**PASSAGE GIVEN:**

○ ○ ○

Lauded by a formerly apprehensive media industry for its benevolent attitude toward advertising and programming self-regulation, Britain's new media and telecoms supra-regulator Ofcom approaches the end of its nascent first year to the sound of applause.

Speaking to British trade magazine Media Week, Ofcom ceo Stephen Carter - whose ad-friendly resumé includes stints at J Walter Thompson and cable company NTL - opined: "We're in a world of deregulation and co-regulation."

Duly grateful, the Institute of Practitioners in Advertising described Ofcom's debut year as "awe inspiring" which (in a non-military context) can be presumed a compliment.

Blushing at the applause, Carter admitted his biggest initial fear was that his regulatory regime would be regarded as aloof by media owners and agencies. "It's the thing I've worried about most," he said.

"It would've been easy for us to have been slightly detached from reality. We've tried not to be aloof. We've worked really hard at that. We didn't want to be seen to be sitting somewhat removed from the industry, handing down judgements."

He also saluted the strength of the Ofcom team: "There's eight hundred-odd people here and that's 800 very good people."

○ ○ ○

**PROVIDED INFORMATION:**
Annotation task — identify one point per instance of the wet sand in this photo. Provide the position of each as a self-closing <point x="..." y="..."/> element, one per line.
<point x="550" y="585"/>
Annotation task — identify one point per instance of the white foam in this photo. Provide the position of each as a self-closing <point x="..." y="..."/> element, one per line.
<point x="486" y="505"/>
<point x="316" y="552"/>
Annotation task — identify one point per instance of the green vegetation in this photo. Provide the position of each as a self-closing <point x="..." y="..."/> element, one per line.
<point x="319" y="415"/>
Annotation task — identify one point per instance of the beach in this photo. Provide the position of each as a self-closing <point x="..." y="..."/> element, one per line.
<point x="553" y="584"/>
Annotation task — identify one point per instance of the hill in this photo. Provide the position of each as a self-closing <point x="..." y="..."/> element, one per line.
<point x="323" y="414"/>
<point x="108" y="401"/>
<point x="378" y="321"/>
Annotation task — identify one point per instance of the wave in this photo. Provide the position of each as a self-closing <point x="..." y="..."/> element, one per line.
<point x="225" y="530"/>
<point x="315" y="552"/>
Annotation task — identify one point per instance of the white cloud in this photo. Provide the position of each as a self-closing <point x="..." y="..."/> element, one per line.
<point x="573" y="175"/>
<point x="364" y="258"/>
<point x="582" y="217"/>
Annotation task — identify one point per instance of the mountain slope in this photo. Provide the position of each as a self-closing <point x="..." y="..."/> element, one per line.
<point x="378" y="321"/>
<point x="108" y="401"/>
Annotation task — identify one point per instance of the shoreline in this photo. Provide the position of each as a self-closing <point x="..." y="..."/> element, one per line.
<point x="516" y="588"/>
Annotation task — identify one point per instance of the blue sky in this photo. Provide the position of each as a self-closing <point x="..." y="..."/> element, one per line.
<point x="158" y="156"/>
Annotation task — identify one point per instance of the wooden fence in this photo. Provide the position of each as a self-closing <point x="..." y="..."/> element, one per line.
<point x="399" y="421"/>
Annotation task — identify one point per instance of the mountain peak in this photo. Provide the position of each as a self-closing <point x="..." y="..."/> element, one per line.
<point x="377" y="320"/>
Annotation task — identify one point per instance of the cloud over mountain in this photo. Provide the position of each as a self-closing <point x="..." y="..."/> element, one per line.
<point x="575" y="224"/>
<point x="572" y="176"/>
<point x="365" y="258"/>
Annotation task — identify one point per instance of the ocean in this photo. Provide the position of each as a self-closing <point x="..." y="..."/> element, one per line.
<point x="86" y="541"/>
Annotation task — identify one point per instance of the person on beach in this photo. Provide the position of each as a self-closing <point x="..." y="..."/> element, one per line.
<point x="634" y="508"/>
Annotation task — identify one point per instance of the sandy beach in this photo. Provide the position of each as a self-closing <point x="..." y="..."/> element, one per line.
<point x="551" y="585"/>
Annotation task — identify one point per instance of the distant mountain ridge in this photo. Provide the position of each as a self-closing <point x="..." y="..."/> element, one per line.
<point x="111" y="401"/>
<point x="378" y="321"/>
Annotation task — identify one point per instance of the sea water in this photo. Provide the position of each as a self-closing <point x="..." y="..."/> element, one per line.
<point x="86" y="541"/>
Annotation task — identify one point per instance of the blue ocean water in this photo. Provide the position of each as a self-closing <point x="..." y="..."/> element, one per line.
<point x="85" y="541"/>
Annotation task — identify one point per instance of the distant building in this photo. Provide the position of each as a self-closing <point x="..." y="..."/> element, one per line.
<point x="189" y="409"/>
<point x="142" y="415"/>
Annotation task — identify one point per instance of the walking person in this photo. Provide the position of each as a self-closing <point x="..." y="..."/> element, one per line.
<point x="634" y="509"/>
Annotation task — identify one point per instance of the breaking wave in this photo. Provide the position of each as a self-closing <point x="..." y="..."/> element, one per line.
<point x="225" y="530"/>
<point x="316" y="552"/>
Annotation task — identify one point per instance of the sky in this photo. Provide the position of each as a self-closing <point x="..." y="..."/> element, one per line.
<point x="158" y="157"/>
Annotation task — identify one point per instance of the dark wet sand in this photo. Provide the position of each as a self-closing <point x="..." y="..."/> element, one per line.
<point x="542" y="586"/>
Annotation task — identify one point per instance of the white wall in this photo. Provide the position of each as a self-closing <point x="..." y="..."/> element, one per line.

○ ○ ○

**WHAT YOU NEED TO DO:**
1. In the article on Ofcom, which British trade magazine did Stephen Carter speak to?
2. Render the lines of the records from the one containing "Annotation task — identify one point per instance of the sea" through the end of the records, inclusive, as a JSON list of strings with one string per line and blank lines omitted.

**ANSWERS FOR THE TASKS:**
1. Media Week.

2.
[
  "Annotation task — identify one point per instance of the sea water in this photo. Provide the position of each as a self-closing <point x=\"...\" y=\"...\"/> element, one per line.",
  "<point x=\"86\" y=\"541\"/>",
  "Annotation task — identify one point per instance of the blue ocean water in this photo. Provide the position of each as a self-closing <point x=\"...\" y=\"...\"/> element, one per line.",
  "<point x=\"85\" y=\"541\"/>",
  "Annotation task — identify one point per instance of the distant building in this photo. Provide the position of each as a self-closing <point x=\"...\" y=\"...\"/> element, one per line.",
  "<point x=\"189\" y=\"409\"/>",
  "<point x=\"142\" y=\"415\"/>",
  "Annotation task — identify one point per instance of the walking person in this photo. Provide the position of each as a self-closing <point x=\"...\" y=\"...\"/> element, one per line.",
  "<point x=\"634\" y=\"509\"/>",
  "Annotation task — identify one point per instance of the breaking wave in this photo. Provide the position of each as a self-closing <point x=\"...\" y=\"...\"/> element, one per line.",
  "<point x=\"225\" y=\"530\"/>",
  "<point x=\"316\" y=\"552\"/>",
  "Annotation task — identify one point per instance of the sky in this photo. Provide the position of each as a self-closing <point x=\"...\" y=\"...\"/> element, one per line.",
  "<point x=\"158\" y=\"157\"/>",
  "Annotation task — identify one point per instance of the dark wet sand in this photo. Provide the position of each as a self-closing <point x=\"...\" y=\"...\"/> element, one per line.",
  "<point x=\"542\" y=\"586\"/>",
  "Annotation task — identify one point per instance of the white wall in this photo. Provide the position of each as a self-closing <point x=\"...\" y=\"...\"/> element, one per line."
]